(Excerpts from a dataset)
-- Opening Marker --
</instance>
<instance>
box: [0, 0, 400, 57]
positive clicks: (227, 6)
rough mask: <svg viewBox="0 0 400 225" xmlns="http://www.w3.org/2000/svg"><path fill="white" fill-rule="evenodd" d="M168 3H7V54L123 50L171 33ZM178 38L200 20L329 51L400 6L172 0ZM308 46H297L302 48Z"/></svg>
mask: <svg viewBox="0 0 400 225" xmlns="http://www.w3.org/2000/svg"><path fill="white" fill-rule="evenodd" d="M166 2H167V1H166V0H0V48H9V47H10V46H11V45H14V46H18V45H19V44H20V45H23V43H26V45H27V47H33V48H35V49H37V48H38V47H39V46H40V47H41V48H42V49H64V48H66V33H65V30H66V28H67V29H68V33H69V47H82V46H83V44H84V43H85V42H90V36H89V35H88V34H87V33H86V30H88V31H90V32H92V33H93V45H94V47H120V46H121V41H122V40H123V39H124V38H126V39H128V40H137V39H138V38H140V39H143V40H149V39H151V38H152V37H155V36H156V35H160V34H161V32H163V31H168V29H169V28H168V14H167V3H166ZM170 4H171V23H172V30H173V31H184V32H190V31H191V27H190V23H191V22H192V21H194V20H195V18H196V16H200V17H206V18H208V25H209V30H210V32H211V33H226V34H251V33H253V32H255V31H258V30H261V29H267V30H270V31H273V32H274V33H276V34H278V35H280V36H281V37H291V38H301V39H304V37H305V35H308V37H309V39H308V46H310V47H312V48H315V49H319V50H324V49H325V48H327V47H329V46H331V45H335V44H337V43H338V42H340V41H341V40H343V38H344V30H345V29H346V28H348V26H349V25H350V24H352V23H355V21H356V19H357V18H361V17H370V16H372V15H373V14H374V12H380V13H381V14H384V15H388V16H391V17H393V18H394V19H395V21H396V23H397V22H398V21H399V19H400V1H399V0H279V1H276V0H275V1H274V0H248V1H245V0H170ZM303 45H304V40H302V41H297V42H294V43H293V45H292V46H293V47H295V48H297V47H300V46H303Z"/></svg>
-- Closing Marker --
— Description of the task —
Repeat verbatim the opening run of entries, ending with the line that contains "positive clicks: (227, 6)".

— Solution to this problem —
</instance>
<instance>
box: [0, 0, 400, 57]
positive clicks: (227, 6)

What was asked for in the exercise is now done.